Text block:
---------------
These findings suggest that keeping indoor CO2 closer to 600 to 800 ppm is ideal for cognitive work, and that 1,000 ppm, while not dangerous, already represents a slight performance cost. For most people at home or in an office, this is the range that actually matters day to day.
Where Physical Symptoms Begin
The concentrations that cause noticeable physical symptoms are far higher than what you’d encounter in a typical building. According to occupational health data from the USDA:
- 5,000 ppm: The workplace exposure limit for an 8-hour day, set by OSHA. No symptoms for most people at this level.
- 10,000 ppm: Typically no effects beyond possible drowsiness.
- 15,000 ppm: Mild increase in breathing rate for some people.
- 30,000 ppm: Noticeably faster breathing, increased heart rate and blood pressure. This is OSHA’s short-term exposure ceiling.
- 50,000 ppm: Strong respiratory response, dizziness, confusion, headache, shortness of breath.
- 80,000 ppm: Vision problems, sweating, tremors, loss of consciousness, and potential death.
---------------
Source information:
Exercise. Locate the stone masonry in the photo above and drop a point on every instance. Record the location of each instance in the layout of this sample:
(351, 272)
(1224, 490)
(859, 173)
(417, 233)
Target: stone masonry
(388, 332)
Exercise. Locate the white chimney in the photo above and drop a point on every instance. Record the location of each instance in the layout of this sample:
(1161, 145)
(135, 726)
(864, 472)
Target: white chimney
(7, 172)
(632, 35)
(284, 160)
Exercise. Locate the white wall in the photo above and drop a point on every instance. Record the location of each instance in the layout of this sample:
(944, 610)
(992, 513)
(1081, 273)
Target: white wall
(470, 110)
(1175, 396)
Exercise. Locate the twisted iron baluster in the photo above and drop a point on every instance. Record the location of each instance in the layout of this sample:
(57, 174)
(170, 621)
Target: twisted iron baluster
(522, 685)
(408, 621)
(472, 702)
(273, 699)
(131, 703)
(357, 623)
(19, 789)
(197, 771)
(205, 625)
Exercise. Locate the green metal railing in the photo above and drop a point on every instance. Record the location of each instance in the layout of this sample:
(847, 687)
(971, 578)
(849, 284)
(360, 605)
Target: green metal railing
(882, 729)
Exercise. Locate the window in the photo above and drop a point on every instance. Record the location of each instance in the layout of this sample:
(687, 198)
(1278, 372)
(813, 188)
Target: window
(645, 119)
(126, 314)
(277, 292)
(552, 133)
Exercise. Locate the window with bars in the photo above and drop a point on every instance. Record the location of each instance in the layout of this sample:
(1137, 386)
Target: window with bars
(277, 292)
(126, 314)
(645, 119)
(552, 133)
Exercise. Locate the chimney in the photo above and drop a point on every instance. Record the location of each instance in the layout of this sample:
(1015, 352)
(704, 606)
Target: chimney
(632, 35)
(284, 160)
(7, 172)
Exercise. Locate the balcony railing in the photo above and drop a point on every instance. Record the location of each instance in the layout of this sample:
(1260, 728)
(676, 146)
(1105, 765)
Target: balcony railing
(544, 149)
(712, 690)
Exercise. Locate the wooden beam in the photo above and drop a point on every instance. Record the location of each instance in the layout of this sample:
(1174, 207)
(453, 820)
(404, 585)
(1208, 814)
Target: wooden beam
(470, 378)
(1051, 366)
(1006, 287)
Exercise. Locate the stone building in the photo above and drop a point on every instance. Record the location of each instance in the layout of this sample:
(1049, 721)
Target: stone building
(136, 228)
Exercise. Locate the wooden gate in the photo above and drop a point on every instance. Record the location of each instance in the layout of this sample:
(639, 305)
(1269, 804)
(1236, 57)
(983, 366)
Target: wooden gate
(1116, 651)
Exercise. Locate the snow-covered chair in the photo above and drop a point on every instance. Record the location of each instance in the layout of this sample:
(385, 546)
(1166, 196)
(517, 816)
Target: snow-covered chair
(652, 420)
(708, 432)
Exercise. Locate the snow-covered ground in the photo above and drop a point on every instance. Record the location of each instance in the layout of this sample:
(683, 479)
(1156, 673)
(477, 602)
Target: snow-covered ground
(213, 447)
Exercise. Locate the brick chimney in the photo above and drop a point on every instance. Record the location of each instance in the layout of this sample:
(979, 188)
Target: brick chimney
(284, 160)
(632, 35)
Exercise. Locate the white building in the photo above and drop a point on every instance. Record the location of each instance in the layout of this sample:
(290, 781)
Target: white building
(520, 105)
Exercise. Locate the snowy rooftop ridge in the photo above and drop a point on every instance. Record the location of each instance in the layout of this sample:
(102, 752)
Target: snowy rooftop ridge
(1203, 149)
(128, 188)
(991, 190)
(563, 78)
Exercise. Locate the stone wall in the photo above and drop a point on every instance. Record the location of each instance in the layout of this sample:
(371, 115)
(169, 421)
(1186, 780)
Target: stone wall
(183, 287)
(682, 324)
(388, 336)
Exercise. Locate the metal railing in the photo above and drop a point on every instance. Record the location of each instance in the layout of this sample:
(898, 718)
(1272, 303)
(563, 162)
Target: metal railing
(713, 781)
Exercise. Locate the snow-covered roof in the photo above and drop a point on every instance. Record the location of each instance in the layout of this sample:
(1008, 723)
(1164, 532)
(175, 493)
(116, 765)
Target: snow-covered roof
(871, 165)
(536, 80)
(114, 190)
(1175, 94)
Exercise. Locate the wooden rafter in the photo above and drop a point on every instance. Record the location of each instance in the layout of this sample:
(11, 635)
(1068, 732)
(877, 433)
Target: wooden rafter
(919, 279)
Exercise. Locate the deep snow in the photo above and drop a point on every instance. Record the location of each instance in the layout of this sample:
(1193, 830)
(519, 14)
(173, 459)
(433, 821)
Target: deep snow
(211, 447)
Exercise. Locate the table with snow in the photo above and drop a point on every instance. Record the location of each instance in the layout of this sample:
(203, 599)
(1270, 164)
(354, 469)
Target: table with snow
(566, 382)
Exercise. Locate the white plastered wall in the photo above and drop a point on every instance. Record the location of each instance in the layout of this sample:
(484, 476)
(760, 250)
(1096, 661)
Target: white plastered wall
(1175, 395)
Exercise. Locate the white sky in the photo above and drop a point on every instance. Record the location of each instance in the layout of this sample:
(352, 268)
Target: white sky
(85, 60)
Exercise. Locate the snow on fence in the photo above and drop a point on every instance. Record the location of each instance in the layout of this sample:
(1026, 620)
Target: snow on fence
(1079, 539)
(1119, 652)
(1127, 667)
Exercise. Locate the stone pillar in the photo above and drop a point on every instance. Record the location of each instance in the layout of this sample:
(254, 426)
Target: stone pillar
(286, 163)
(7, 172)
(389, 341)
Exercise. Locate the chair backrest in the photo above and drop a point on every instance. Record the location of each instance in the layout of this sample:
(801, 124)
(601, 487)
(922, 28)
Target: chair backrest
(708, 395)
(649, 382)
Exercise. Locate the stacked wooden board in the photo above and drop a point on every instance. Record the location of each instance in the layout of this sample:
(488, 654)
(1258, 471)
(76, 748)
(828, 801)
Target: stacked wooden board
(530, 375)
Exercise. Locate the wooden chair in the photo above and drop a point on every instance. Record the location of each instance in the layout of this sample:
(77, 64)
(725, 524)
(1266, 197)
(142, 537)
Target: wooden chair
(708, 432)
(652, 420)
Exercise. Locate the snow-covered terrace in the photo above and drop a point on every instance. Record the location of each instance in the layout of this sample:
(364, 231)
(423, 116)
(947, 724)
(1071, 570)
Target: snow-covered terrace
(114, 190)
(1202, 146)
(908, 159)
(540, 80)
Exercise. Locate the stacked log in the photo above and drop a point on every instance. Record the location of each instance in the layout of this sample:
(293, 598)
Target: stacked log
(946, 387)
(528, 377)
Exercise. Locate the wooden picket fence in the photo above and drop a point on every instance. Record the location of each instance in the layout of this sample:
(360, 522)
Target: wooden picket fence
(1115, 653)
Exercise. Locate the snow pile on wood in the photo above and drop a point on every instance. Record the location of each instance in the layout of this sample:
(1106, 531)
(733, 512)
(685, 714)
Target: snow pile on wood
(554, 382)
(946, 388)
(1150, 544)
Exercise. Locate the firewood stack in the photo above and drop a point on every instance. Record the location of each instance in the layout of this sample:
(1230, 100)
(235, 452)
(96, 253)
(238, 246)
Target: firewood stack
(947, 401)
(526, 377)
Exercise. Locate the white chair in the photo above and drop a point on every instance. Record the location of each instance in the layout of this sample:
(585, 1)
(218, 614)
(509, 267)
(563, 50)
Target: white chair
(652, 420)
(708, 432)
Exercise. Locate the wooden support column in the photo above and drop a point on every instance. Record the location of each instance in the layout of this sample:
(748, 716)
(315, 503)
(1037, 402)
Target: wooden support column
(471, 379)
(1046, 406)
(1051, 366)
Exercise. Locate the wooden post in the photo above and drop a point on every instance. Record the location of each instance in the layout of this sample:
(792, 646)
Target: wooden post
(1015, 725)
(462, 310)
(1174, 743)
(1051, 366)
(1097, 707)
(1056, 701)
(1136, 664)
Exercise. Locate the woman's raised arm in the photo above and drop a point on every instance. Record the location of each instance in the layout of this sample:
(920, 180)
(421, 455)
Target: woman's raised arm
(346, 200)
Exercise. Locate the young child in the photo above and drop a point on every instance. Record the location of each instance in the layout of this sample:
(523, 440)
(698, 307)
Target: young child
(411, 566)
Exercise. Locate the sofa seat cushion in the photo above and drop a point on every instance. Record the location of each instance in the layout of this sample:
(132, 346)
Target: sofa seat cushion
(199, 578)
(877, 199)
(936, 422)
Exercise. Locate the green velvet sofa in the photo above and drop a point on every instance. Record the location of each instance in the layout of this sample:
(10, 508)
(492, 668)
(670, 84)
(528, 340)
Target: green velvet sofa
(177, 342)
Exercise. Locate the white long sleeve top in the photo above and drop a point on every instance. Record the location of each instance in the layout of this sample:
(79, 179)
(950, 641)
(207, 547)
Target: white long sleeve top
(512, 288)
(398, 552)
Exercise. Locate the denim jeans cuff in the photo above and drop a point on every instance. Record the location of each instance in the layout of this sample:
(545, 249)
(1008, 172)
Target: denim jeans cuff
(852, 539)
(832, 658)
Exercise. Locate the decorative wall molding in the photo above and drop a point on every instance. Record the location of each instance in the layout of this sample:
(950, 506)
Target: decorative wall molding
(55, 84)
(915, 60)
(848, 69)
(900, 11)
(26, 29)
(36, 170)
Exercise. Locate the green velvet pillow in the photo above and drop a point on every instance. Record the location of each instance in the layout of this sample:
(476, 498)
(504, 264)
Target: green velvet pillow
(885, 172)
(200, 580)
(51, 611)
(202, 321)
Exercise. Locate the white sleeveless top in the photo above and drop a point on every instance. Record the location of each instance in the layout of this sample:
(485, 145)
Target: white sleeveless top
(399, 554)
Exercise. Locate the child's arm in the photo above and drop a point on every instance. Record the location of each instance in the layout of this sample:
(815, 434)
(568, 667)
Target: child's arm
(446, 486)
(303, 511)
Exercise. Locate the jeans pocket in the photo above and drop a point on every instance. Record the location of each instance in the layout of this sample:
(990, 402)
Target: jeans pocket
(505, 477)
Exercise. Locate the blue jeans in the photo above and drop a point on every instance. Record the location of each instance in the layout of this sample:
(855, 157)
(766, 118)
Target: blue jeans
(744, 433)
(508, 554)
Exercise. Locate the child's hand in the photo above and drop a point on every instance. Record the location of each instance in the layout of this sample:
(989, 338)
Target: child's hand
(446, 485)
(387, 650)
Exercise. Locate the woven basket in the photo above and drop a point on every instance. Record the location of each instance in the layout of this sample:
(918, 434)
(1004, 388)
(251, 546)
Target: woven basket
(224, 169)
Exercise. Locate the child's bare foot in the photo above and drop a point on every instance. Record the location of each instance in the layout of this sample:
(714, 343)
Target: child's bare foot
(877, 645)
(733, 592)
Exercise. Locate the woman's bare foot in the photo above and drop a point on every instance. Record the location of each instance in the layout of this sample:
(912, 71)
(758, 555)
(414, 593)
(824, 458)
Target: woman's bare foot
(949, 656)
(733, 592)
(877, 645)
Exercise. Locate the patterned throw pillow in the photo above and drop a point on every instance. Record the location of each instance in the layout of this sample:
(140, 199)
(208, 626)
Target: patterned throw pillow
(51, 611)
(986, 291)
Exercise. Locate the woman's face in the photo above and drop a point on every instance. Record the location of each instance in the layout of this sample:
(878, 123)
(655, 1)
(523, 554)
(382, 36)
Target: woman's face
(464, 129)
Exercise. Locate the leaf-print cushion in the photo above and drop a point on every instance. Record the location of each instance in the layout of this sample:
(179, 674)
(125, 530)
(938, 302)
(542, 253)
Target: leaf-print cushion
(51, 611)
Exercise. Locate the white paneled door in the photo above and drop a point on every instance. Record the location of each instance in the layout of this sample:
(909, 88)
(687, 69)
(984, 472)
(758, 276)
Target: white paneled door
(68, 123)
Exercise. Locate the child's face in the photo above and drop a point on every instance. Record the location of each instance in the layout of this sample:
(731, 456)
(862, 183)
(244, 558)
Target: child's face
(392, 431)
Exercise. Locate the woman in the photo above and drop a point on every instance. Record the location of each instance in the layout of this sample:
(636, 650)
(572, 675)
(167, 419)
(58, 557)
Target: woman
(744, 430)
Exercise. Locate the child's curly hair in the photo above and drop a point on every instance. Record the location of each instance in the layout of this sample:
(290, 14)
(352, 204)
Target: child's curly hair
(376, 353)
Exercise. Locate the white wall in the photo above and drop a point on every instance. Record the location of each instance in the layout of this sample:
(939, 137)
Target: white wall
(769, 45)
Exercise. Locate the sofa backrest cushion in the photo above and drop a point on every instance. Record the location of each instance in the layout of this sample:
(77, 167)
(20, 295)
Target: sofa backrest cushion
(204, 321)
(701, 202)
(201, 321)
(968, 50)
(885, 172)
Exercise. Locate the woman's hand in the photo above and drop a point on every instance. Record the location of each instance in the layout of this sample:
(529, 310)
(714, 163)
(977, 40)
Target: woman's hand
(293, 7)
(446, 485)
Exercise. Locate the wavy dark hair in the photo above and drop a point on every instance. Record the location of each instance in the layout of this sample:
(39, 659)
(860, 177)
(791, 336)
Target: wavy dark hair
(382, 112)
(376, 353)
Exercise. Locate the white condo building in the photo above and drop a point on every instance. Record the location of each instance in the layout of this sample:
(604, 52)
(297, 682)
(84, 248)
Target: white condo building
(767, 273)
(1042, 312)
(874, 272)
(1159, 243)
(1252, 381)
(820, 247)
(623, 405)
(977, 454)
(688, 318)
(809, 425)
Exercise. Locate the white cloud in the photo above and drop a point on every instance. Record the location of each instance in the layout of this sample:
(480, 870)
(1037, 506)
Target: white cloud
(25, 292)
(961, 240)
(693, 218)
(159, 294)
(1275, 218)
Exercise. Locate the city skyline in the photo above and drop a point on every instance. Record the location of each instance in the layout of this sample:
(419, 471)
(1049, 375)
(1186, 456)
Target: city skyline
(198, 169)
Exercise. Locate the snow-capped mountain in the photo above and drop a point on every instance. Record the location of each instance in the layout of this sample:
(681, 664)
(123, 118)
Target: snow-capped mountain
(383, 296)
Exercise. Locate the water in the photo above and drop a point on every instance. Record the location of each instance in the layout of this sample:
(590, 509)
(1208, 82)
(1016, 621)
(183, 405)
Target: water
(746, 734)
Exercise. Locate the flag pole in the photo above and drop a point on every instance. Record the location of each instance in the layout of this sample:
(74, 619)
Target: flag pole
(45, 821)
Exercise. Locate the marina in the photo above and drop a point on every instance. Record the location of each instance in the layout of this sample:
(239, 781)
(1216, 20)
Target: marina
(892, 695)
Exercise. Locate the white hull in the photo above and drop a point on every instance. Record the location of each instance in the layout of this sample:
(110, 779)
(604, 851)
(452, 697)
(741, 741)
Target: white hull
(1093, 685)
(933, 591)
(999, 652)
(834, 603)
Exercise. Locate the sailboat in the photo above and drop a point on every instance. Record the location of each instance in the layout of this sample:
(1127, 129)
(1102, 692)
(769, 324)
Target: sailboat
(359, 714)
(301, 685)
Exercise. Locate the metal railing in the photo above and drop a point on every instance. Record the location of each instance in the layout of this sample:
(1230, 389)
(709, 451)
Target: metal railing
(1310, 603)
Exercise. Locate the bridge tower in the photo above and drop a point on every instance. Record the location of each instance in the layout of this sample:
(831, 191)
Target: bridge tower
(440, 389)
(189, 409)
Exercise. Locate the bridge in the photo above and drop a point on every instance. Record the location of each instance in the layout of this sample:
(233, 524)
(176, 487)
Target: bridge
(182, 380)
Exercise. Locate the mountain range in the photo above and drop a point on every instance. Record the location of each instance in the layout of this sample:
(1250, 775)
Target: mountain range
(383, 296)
---------------
What you have to do: Carry on the passage about indoor carbon dioxide levels, picking up right after its last line.

Answer space:
These extreme levels occur in industrial settings, confined spaces, or rooms where dry ice is used without ventilation (CO2 levels near open dry ice bins can reach 11,000 to 13,000 ppm). They’re not relevant to normal homes or offices, but they illustrate why CO2 detectors matter in basements, breweries, and any enclosed space where CO2 can accumulate from a source other than breathing.
What Happens in Your Body
When you breathe in elevated CO2, it dissolves into your blood and gets converted into acid, lowering your blood pH. CO2 crosses freely into brain tissue, where the same acid conversion happens almost immediately. This is why the central nervous system is affected first: drowsiness, impaired judgment, and at very high levels, sedation or unconsciousness. At extreme concentrations, CO2 also constricts blood vessels in the lungs, forcing the heart to work harder to push blood through.
How to Monitor Indoor CO2
Portable CO2 monitors have become widely available and relatively affordable, typically ranging from $50 to $200. The technology to look for is NDIR (non-dispersive infrared), which is more accurate and stable over time than cheaper solid electrolyte sensors. NDIR sensors measure CO2 by detecting how much infrared light the gas absorbs, and they maintain their accuracy well between calibrations.
A few practical tips for using one: place the monitor at breathing height, not on the floor or near a window. Give it time to stabilize after turning it on. If your monitor allows manual calibration, do it outdoors periodically so it can reset to the ambient baseline. Some units auto-calibrate by assuming the lowest reading over a week represents outdoor air, which works well in rooms that get ventilated regularly but can drift in spaces that stay closed up.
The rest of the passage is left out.